**Given request:** Repeat the records below exactly as they appear.

**Input for this task:**
** Start **

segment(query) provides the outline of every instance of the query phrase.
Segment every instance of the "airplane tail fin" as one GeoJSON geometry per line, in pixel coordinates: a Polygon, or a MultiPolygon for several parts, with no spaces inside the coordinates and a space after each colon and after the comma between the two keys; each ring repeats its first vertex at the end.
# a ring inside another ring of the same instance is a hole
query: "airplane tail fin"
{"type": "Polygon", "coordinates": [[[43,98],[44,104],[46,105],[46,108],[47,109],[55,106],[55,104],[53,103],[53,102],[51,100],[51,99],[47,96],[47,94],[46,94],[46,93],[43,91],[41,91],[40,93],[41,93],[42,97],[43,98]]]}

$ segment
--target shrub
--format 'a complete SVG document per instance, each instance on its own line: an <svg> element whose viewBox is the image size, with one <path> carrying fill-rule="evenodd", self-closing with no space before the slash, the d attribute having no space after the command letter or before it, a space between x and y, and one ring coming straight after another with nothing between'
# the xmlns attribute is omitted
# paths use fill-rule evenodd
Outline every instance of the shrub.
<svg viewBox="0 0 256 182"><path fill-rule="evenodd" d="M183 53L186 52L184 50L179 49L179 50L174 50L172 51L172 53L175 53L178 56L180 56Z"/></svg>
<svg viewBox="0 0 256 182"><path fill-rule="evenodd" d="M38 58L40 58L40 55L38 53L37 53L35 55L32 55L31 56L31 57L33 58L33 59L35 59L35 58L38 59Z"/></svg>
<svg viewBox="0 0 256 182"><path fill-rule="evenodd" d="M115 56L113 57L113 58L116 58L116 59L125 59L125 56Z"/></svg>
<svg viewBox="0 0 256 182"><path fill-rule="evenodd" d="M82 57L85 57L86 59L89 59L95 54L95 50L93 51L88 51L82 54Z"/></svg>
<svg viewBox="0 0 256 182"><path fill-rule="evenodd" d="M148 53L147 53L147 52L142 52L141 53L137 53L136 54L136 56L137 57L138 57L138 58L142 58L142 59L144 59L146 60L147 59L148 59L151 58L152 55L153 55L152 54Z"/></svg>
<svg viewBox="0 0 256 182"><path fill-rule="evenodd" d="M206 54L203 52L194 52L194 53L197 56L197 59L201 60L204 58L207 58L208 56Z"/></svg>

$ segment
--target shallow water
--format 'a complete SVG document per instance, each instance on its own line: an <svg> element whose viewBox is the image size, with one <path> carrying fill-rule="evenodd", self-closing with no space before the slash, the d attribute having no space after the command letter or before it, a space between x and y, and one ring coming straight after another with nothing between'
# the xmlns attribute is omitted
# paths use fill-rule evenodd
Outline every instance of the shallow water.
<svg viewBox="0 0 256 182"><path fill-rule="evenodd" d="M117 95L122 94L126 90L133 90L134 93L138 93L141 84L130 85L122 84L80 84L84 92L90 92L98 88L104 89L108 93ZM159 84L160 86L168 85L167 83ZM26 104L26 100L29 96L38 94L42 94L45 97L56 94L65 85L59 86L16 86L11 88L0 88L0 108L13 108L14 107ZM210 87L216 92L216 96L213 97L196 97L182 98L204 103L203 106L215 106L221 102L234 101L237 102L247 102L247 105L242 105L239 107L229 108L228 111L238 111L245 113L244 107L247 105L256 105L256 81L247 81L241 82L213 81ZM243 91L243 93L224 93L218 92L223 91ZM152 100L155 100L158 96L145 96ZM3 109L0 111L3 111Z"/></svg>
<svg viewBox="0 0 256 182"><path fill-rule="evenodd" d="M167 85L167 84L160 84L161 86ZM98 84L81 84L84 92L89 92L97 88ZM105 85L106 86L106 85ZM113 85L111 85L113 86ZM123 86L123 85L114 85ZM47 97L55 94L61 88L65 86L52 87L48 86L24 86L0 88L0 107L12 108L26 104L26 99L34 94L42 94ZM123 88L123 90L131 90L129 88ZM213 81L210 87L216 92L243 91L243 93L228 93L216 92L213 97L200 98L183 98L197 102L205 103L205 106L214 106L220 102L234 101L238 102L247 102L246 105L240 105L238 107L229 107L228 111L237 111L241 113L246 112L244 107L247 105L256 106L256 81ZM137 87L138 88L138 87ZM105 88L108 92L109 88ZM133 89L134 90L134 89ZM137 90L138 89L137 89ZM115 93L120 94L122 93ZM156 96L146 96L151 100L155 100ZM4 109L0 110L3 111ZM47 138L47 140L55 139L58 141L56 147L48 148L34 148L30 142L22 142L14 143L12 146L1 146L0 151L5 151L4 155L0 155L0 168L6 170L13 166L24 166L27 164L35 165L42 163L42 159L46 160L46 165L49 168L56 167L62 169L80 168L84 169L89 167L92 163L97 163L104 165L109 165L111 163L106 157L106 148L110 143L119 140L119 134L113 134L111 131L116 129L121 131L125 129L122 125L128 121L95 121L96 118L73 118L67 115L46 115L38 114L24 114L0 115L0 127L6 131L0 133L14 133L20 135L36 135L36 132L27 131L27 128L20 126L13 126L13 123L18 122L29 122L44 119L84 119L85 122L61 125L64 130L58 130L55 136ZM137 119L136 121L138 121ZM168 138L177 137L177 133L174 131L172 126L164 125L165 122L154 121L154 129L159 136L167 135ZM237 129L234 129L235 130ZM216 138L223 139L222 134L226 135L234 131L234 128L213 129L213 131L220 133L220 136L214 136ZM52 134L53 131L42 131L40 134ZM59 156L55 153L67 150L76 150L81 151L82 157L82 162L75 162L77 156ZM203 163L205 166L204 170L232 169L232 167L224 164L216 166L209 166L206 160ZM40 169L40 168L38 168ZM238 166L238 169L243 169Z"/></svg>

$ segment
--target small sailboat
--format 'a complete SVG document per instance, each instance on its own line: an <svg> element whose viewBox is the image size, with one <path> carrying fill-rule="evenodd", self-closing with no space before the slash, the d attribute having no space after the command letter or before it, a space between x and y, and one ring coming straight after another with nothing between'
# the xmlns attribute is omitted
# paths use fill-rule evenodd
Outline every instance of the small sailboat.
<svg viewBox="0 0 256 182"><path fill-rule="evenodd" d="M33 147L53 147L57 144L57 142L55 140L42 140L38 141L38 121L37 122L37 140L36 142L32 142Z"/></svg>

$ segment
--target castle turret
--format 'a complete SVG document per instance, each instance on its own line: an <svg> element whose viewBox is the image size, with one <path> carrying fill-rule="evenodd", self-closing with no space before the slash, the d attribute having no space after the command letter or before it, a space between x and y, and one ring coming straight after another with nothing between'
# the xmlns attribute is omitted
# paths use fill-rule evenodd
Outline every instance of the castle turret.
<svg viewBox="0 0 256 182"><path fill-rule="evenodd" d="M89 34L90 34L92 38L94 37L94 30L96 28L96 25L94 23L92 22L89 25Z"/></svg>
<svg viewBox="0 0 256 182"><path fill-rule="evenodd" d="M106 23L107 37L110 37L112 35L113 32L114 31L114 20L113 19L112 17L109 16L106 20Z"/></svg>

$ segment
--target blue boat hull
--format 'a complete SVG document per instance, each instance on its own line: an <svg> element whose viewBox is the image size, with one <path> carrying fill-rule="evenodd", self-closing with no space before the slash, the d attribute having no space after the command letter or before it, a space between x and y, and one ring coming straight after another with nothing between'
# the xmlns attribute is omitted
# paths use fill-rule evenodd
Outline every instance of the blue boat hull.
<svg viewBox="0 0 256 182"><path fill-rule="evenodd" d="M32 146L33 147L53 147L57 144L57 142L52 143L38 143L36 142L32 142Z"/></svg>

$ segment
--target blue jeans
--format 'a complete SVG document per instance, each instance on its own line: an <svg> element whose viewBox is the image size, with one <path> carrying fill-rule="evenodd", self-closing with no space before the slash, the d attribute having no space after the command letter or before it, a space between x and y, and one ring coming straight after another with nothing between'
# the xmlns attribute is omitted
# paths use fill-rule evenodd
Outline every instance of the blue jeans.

** End **

**Complete output:**
segment(query) provides the outline of every instance of the query phrase.
Segment every instance of the "airplane tail fin" as one GeoJSON geometry per line, in pixel coordinates: a Polygon, or a MultiPolygon for several parts, with no spaces inside the coordinates and a space after each colon and after the comma between the two keys; each ring repeats its first vertex at the end.
# a ring inside another ring of the same instance is a hole
query: "airplane tail fin"
{"type": "Polygon", "coordinates": [[[43,98],[44,104],[46,105],[46,108],[47,109],[55,106],[55,104],[53,103],[53,102],[51,100],[51,99],[47,96],[47,94],[46,94],[46,93],[43,91],[41,91],[40,93],[41,93],[42,97],[43,98]]]}

$ segment
--target shrub
--format 'a complete SVG document per instance, each instance on its own line: an <svg> element whose viewBox is the image size, with one <path> carrying fill-rule="evenodd", self-closing with no space before the slash, the d attribute having no space after the command letter or before it, a space between x and y, and one ring coming straight after another with nothing between'
# the xmlns attribute is omitted
# paths use fill-rule evenodd
Outline every instance of the shrub.
<svg viewBox="0 0 256 182"><path fill-rule="evenodd" d="M183 53L186 52L184 50L179 49L179 50L174 50L172 51L172 53L175 53L178 56L180 56Z"/></svg>
<svg viewBox="0 0 256 182"><path fill-rule="evenodd" d="M38 58L40 58L40 55L38 53L37 53L35 55L32 55L31 56L31 57L33 58L33 59L35 59L35 58L38 59Z"/></svg>
<svg viewBox="0 0 256 182"><path fill-rule="evenodd" d="M115 56L113 57L113 58L116 58L116 59L125 59L125 56Z"/></svg>
<svg viewBox="0 0 256 182"><path fill-rule="evenodd" d="M82 57L85 57L86 59L89 59L95 54L95 50L93 51L88 51L82 54Z"/></svg>
<svg viewBox="0 0 256 182"><path fill-rule="evenodd" d="M148 53L147 53L147 52L142 52L141 53L137 53L136 54L136 56L137 57L138 57L138 58L142 58L142 59L144 59L146 60L147 59L148 59L151 58L152 55L153 55L152 54Z"/></svg>
<svg viewBox="0 0 256 182"><path fill-rule="evenodd" d="M206 54L203 52L194 52L194 53L197 56L197 59L201 60L204 58L207 58L208 56Z"/></svg>

$ segment
--target shallow water
--format 'a complete SVG document per instance, each instance on its own line: an <svg> element whose viewBox is the image size, with one <path> carrying fill-rule="evenodd", self-closing with no space before the slash, the d attribute having no space after the command letter or before it, a space between x and y, and one ring coming straight after another with nothing between'
# the xmlns attribute is omitted
# paths use fill-rule evenodd
Outline every instance of the shallow water.
<svg viewBox="0 0 256 182"><path fill-rule="evenodd" d="M117 95L122 94L126 90L133 90L134 93L138 93L141 84L130 85L122 84L80 84L84 92L90 92L98 88L104 89L108 93ZM159 84L160 86L168 85L167 83ZM26 104L26 100L29 96L38 94L42 94L45 97L56 94L65 85L59 86L16 86L11 88L0 88L0 108L13 108L14 107ZM210 87L216 92L216 96L213 97L196 97L182 98L204 103L203 106L215 106L221 102L234 101L237 102L247 102L247 105L242 105L239 107L229 108L228 111L238 111L245 113L244 107L247 105L256 105L256 81L247 81L241 82L213 81ZM243 91L243 93L224 93L218 92L223 91ZM152 100L155 100L158 96L145 96ZM3 109L0 111L3 111Z"/></svg>
<svg viewBox="0 0 256 182"><path fill-rule="evenodd" d="M167 85L167 84L160 84L161 86ZM98 84L81 84L84 92L89 92L97 88ZM105 85L106 86L106 85ZM113 85L111 85L113 86ZM123 86L123 85L114 85ZM47 97L55 94L61 88L65 86L52 87L48 86L24 86L0 88L0 107L12 108L26 104L26 99L34 94L42 94ZM123 88L123 90L131 90L129 88ZM213 81L210 87L216 92L243 91L243 93L228 93L216 92L213 97L200 98L183 98L197 102L205 103L205 106L214 106L220 102L234 101L238 102L247 102L246 105L240 105L238 107L229 107L228 111L237 111L241 113L246 112L244 107L247 105L256 106L256 81ZM137 87L138 88L138 87ZM105 88L108 92L109 88ZM133 89L134 90L134 89ZM137 90L138 89L137 89ZM115 93L120 94L122 93ZM156 96L146 96L151 100L155 100ZM4 109L0 110L3 111ZM47 138L47 140L55 139L58 141L56 147L48 148L34 148L30 142L22 142L14 143L12 146L1 146L0 151L5 151L4 155L0 155L0 168L6 170L13 166L24 166L27 164L35 165L42 163L42 159L46 160L46 165L49 168L56 167L62 169L80 168L84 169L89 167L92 163L97 163L104 165L109 165L111 163L106 157L106 148L110 143L119 140L119 134L113 134L111 131L116 129L121 131L125 129L122 125L128 121L95 121L96 118L73 118L67 115L46 115L38 114L24 114L0 115L0 127L6 131L0 133L14 133L20 135L36 135L36 132L27 131L27 128L20 126L13 126L13 123L18 122L29 122L44 119L84 119L85 122L61 125L64 130L58 130L55 136ZM137 119L136 121L138 121ZM168 138L177 137L177 133L174 131L172 126L164 125L165 122L154 121L154 129L159 136L167 135ZM237 129L234 129L235 130ZM216 138L223 139L222 134L226 135L234 131L234 128L213 129L213 131L220 133L220 136L214 136ZM52 134L53 131L42 131L40 134ZM59 156L55 153L67 150L76 150L81 151L82 157L82 162L75 162L77 156ZM203 163L205 166L204 170L232 169L232 167L224 164L216 166L209 166L206 160ZM40 169L40 168L38 168ZM238 166L238 169L243 169Z"/></svg>

$ segment
--target small sailboat
--format 'a complete SVG document per instance, each instance on its own line: an <svg> element whose viewBox is the image size, with one <path> carrying fill-rule="evenodd", self-closing with no space before the slash, the d attribute having no space after the command letter or before it, a space between x and y, and one ring coming straight after another with nothing between'
# the xmlns attribute is omitted
# paths use fill-rule evenodd
Outline every instance of the small sailboat.
<svg viewBox="0 0 256 182"><path fill-rule="evenodd" d="M33 147L53 147L57 144L57 142L55 140L42 140L38 141L38 121L37 122L37 140L36 142L32 142Z"/></svg>

$ segment
--target castle turret
--format 'a complete SVG document per instance, each instance on its own line: an <svg> element whose viewBox is the image size, with one <path> carrying fill-rule="evenodd", self-closing with no space before the slash, the d attribute having no space after the command letter or before it, a space between x and y, and one ring coming straight after another with nothing between'
# the xmlns attribute is omitted
# paths use fill-rule evenodd
Outline every instance of the castle turret.
<svg viewBox="0 0 256 182"><path fill-rule="evenodd" d="M89 34L90 34L92 38L94 37L94 30L96 28L96 25L94 23L92 22L89 25Z"/></svg>
<svg viewBox="0 0 256 182"><path fill-rule="evenodd" d="M106 23L107 37L110 37L112 35L113 32L114 31L114 20L113 19L112 17L109 16L106 20Z"/></svg>

$ segment
--target blue boat hull
--format 'a complete SVG document per instance, each instance on its own line: an <svg> element whose viewBox is the image size, with one <path> carrying fill-rule="evenodd", self-closing with no space before the slash, the d attribute having no space after the command letter or before it, a space between x and y, and one ring coming straight after another with nothing between'
# the xmlns attribute is omitted
# paths use fill-rule evenodd
Outline every instance of the blue boat hull.
<svg viewBox="0 0 256 182"><path fill-rule="evenodd" d="M32 146L33 147L53 147L57 144L57 142L52 143L38 143L36 142L32 142Z"/></svg>

$ segment
--target blue jeans
--format 'a complete SVG document per instance, each instance on its own line: an <svg> element whose viewBox is the image size, with one <path> carrying fill-rule="evenodd", self-closing with no space before the slash, the d attribute having no space after the command letter or before it, a space between x and y, and one ring coming straight after another with nothing between'
# the xmlns attribute is omitted
# paths use fill-rule evenodd
Outline every instance of the blue jeans.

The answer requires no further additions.